------ Text provided ------
Well, it was the minor deal that had been discussed for days, and tonight the Cubs pulled the trigger. During those days of discussion, the question was: will the Cubs part with Tyler Colvin or DJ LeMahieu for Rockies third baseman Ian Stewart?
It turns out the answer was both.
The Cubs also pick up Casey Weathers, a right-handed minor league pitcher. Weathers, 26, was a first round pick back in 2007, but has never done anything to justify his selection. He’s always struck out a ton of guys, but he’a also always walked a ton of guys. At 26, he’s still not made it out of AA. Suffice it to say, he is a relatively unexciting inclusion. (UPDATE: He was the Rockies’ 14th best prospect before last season according to Baseball America, and he did have Tommy John surgery at one point, so his advanced age is a little more explainable. And, again: he does strike out a ton of batters, to the tune of 11.3 per 9 over his minor league career.)
Which means the Cubs gave up not only Tyler Colvin for Stewart (a swap which would have been acceptable, but unenticing due to Colvin’s cheap contract (relative to Stewart’s)), but also a very useful young player in DJ LeMahieu. When rumors swirled that the Rockies wanted LeMahieu, alone, for Stewart, I thought it was too much to give up for a guy the Rockies were looking to dump. It was reported that the Cubs said no to the LeMahieu for Stewart proposal, and I smiled.
So you can only imagine what I’m thinking now that the Cubs have given up both Colvin and LeMahieu for Stewart.
I’m not too happy about it.
Let’s be clear: neither Colvin nor LeMahieu figured prominently into the Cubs’ immediate future. Colvin showed absolutely nothing last year to demonstrate that his 2010 season wasn’t a mirage. And LeMahieu, 23, had the glove for third, but not the bat, and had the bat for second, but not the glove.
I understand moving them.
But they had value. LeMahieu, in particular, was always a kid just outside the Cubs’ top 10 prospects, and many scouts love his bat. He may not develop power, but becoming a .300/.360/.420 hitter at the big league level was not out of the question. If he blossoms in Colorado, I may be despondent. (Ok, that was dramatic.)
------
### Set of tasks
- a) Swap "mirage" for "fluke" and give the passage of the Cubs trade text again, starting at "I’m not too" and ending at "understand moving them.".
- b) Please continue the text about the Cubs trading for Ian Stewart, picking up after its last sentence.
------ Provided records ------
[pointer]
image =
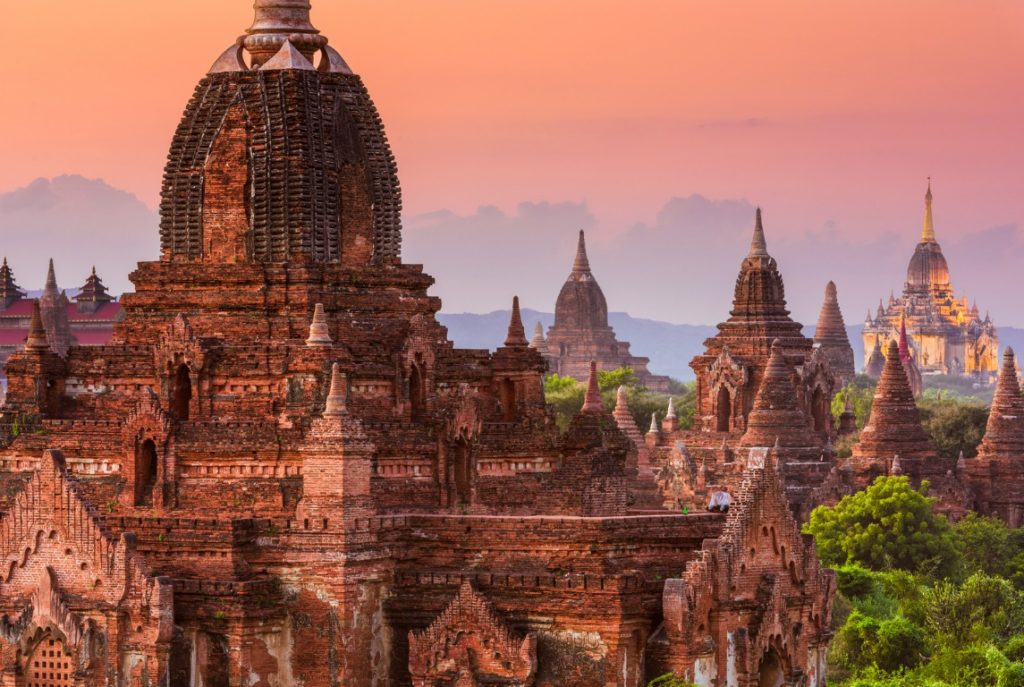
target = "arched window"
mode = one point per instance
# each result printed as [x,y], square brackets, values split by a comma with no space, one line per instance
[145,472]
[50,664]
[818,411]
[510,400]
[771,673]
[417,392]
[724,410]
[463,472]
[182,392]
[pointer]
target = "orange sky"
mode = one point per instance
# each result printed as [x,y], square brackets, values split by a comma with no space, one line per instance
[822,112]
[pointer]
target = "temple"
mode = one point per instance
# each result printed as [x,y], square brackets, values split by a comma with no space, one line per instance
[280,471]
[832,338]
[946,335]
[582,333]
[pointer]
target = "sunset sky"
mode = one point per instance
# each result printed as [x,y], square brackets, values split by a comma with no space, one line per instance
[530,119]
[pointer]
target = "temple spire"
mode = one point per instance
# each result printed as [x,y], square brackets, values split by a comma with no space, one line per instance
[592,401]
[759,247]
[928,233]
[582,264]
[336,400]
[37,340]
[281,22]
[516,335]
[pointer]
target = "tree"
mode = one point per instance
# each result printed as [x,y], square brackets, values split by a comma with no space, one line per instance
[954,423]
[888,525]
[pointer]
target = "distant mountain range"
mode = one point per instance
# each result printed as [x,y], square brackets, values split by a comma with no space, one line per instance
[670,347]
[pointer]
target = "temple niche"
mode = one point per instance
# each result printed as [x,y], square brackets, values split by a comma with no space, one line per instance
[281,471]
[582,333]
[946,335]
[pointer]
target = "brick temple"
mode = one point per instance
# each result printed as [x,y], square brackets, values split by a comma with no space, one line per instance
[582,333]
[280,471]
[86,321]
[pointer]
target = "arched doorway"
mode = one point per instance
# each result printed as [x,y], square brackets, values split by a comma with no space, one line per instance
[463,468]
[417,392]
[50,664]
[818,411]
[771,673]
[145,472]
[182,392]
[724,410]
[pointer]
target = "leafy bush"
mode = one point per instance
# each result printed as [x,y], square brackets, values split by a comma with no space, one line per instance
[888,525]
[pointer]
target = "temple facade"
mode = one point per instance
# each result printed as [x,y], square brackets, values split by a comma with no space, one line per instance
[947,336]
[582,333]
[280,470]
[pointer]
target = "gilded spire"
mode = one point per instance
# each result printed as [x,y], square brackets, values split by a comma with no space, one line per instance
[928,234]
[592,401]
[759,247]
[582,264]
[516,335]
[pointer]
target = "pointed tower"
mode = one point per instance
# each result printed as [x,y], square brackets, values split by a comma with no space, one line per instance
[53,309]
[582,333]
[730,370]
[894,427]
[93,295]
[777,417]
[592,403]
[516,334]
[1005,433]
[830,336]
[9,292]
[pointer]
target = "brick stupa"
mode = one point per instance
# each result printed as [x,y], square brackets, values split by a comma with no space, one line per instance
[894,427]
[582,333]
[832,338]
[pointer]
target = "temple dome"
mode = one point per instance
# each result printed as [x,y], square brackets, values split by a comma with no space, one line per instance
[928,266]
[281,156]
[581,303]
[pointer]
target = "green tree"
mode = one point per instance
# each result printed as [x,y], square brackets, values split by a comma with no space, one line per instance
[888,525]
[954,423]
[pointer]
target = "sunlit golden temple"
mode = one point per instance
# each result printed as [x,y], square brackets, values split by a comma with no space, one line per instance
[946,336]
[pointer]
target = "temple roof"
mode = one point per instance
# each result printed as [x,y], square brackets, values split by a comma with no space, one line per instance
[581,302]
[830,328]
[894,426]
[776,416]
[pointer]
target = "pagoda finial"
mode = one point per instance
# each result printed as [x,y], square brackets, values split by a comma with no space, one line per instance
[582,263]
[653,424]
[592,401]
[279,22]
[759,247]
[336,400]
[928,233]
[51,281]
[516,335]
[37,340]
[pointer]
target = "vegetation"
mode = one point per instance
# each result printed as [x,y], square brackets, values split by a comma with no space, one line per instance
[951,617]
[565,395]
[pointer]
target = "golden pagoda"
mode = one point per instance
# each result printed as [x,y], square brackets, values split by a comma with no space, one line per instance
[946,335]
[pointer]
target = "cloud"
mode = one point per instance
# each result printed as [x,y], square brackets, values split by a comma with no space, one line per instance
[79,222]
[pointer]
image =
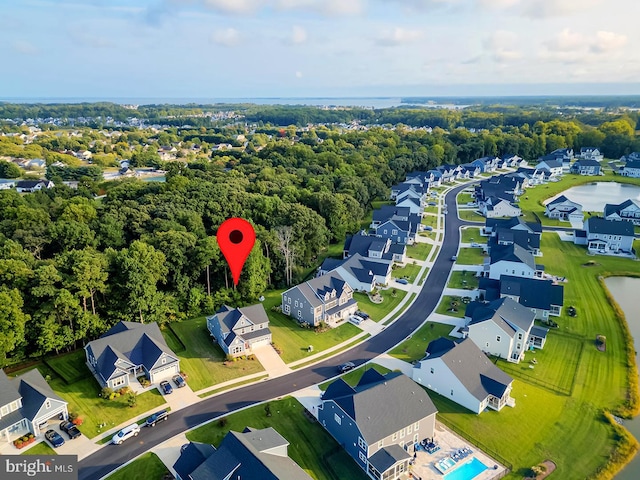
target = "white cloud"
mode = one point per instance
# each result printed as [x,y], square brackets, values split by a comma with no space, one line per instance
[298,35]
[229,37]
[24,47]
[398,36]
[606,42]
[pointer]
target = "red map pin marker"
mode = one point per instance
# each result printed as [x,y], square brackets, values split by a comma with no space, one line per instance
[236,238]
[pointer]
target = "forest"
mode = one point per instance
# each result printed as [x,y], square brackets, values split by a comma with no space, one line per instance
[75,262]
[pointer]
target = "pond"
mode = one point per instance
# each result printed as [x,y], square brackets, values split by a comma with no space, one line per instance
[593,196]
[625,290]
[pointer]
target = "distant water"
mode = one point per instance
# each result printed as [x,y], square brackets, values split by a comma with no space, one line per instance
[369,102]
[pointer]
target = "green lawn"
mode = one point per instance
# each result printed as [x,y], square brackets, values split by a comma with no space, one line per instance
[377,311]
[41,448]
[444,307]
[556,365]
[83,399]
[471,216]
[419,251]
[463,279]
[410,272]
[203,360]
[414,348]
[147,467]
[295,340]
[353,377]
[470,256]
[472,234]
[310,446]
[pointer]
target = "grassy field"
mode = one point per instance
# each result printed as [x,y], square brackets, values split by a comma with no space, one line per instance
[377,311]
[547,425]
[445,305]
[470,256]
[419,251]
[414,347]
[311,446]
[353,377]
[410,272]
[41,448]
[147,467]
[203,360]
[472,234]
[463,279]
[471,216]
[295,340]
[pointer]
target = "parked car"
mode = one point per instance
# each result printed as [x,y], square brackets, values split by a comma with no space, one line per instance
[54,438]
[127,432]
[179,381]
[70,429]
[166,387]
[345,367]
[160,416]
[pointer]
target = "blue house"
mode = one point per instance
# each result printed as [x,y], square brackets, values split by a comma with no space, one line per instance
[374,420]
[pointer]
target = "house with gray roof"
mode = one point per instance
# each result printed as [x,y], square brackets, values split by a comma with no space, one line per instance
[359,272]
[252,454]
[465,375]
[608,236]
[28,404]
[327,298]
[129,350]
[627,210]
[501,327]
[239,330]
[374,420]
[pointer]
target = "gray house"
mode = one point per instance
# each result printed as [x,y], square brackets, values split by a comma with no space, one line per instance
[128,350]
[27,404]
[376,419]
[327,298]
[238,330]
[252,454]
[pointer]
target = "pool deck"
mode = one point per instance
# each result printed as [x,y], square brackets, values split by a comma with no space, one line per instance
[449,443]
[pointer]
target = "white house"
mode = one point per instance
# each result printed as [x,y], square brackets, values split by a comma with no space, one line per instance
[463,374]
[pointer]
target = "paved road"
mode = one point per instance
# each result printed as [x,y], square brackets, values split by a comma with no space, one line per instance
[112,456]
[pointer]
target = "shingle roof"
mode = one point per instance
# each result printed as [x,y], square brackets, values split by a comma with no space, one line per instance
[382,404]
[474,369]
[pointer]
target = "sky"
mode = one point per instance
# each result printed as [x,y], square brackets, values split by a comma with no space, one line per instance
[105,49]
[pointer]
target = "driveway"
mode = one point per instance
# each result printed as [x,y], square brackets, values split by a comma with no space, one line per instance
[271,361]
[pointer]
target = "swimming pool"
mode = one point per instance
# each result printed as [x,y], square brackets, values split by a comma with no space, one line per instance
[469,470]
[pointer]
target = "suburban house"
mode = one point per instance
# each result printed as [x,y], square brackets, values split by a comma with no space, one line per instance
[465,375]
[359,272]
[28,186]
[374,420]
[327,298]
[585,167]
[590,153]
[503,328]
[374,248]
[129,350]
[564,209]
[254,453]
[511,259]
[631,169]
[28,404]
[627,210]
[238,330]
[606,236]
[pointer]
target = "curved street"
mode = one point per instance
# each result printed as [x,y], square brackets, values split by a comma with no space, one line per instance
[110,457]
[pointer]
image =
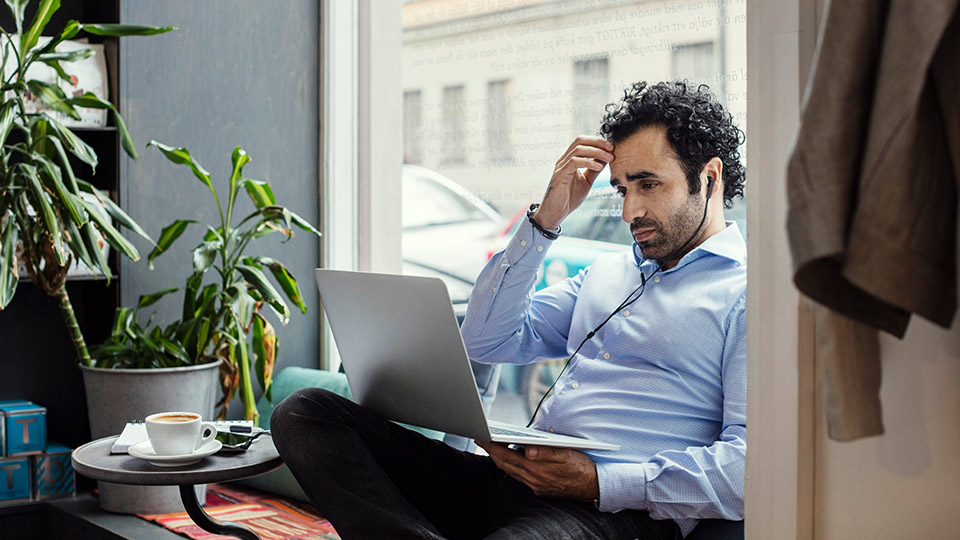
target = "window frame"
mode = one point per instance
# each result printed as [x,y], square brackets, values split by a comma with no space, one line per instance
[780,405]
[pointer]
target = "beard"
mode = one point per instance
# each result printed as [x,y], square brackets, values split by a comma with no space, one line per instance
[676,234]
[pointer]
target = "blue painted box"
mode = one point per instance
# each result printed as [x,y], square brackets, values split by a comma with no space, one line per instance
[53,474]
[24,428]
[14,478]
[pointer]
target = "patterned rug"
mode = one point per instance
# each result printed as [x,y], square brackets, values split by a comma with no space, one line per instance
[271,517]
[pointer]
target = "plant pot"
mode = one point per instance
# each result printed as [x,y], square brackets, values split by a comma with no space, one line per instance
[117,396]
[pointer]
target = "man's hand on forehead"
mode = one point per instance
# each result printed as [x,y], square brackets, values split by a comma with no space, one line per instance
[572,179]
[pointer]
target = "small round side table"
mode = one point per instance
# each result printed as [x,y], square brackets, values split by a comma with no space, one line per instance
[94,460]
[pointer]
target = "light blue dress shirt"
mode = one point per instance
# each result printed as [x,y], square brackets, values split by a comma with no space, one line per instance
[665,378]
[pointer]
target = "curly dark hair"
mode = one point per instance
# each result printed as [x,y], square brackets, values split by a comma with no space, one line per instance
[697,127]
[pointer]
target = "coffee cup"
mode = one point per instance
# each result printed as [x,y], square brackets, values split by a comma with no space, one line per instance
[178,433]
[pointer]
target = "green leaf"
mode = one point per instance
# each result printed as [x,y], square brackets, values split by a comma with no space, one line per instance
[122,319]
[17,9]
[286,281]
[240,303]
[259,281]
[70,56]
[167,236]
[239,159]
[265,349]
[29,173]
[204,255]
[74,144]
[119,30]
[44,12]
[152,298]
[300,222]
[181,156]
[53,96]
[91,239]
[71,29]
[260,193]
[65,164]
[110,234]
[7,116]
[8,262]
[114,210]
[76,243]
[190,295]
[51,173]
[174,349]
[91,101]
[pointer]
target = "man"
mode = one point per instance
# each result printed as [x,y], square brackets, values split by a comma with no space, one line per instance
[663,373]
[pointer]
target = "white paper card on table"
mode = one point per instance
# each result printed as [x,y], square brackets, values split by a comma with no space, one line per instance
[135,432]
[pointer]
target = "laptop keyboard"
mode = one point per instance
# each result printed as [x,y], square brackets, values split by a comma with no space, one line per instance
[512,433]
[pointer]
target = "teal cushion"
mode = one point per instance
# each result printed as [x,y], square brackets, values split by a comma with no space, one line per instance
[288,381]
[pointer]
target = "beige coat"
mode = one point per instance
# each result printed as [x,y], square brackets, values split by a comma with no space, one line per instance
[872,184]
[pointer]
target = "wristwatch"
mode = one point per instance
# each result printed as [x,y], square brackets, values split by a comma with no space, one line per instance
[551,235]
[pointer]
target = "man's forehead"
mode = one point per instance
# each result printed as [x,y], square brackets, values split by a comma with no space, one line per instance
[646,152]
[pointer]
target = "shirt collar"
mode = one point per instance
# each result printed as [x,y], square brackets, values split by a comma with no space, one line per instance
[727,243]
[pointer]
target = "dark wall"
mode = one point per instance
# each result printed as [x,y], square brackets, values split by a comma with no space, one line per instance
[238,72]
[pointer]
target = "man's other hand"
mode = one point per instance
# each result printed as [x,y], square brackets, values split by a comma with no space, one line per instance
[572,179]
[548,471]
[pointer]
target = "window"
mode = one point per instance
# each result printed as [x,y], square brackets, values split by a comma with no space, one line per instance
[695,63]
[499,145]
[504,87]
[412,127]
[590,93]
[453,125]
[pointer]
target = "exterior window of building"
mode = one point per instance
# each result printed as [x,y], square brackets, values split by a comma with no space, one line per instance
[504,87]
[499,142]
[412,127]
[591,89]
[453,141]
[694,62]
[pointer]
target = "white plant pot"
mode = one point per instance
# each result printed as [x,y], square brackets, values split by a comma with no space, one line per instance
[117,396]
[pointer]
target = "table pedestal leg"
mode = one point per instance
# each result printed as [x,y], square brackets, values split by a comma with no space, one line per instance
[189,497]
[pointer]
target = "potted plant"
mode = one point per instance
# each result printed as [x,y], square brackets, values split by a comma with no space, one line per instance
[48,212]
[222,319]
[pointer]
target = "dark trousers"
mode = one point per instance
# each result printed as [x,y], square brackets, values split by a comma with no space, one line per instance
[374,479]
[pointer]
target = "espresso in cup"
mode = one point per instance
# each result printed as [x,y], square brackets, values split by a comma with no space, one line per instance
[178,433]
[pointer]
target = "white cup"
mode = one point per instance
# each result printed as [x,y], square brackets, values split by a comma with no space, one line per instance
------
### Results of the tasks
- a)
I’m not too happy about it.
Let’s be clear: neither Colvin nor LeMahieu figured prominently into the Cubs’ immediate future. Colvin showed absolutely nothing last year to demonstrate that his 2010 season wasn’t a fluke. And LeMahieu, 23, had the glove for third, but not the bat, and had the bat for second, but not the glove.
I understand moving them.

- b)
As for who the Cubs pick up, in addition to Weathers, I’m just not that excited about Stewart. Obviously the men in charge see the upside – Stewart is still just 26, destroyed the minors when he was young at every level, and had a decent season and a half two years ago – and I’m not going to question the scouting side of this thing. In isolation, trading LeMahieu and Colvin for Stewart and Weathers is understandable.
What I question is whether Stewart should be handed the Cubs’ starting third base job in 2012, to the exclusion of other possible candidates. Based on what the Cubs gave up to get him, it seems like he will. He’s coming off a lost year in 2011 and a wrist injury, and many scouts – Kevin Goldstein, among them – simply don’t believe he’s a big league regular. And, he’s scheduled to make some $2.5 million in 2012 (with two more arbitration years thereafter). He was at risk for being non-tendered on Monday, but apparently the Cubs felt they couldn’t risk another team swooping in and taking him.
I’m going to have to let this news sink in over the next few days, and hear from the men upstairs, before fully making up my mind. Maybe Stewart won’t be the starter. Maybe this is a precursor to other moves. Maybe saving money at third base was desperately necessary for other really exciting, super awesome moves.